> The data
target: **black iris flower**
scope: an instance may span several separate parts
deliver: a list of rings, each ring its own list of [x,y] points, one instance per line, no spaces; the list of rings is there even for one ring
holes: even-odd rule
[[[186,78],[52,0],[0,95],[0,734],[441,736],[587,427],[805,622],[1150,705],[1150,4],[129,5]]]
* * *
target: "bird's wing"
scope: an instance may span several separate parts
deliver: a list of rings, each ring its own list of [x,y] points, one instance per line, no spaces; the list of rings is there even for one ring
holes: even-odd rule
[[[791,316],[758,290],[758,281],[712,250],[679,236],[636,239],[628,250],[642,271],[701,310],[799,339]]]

> Exercise objective
Check each line above for the word "target" and copy the ones that have it.

> Solution to this exercise
target: **black iris flower**
target: "bird's wing"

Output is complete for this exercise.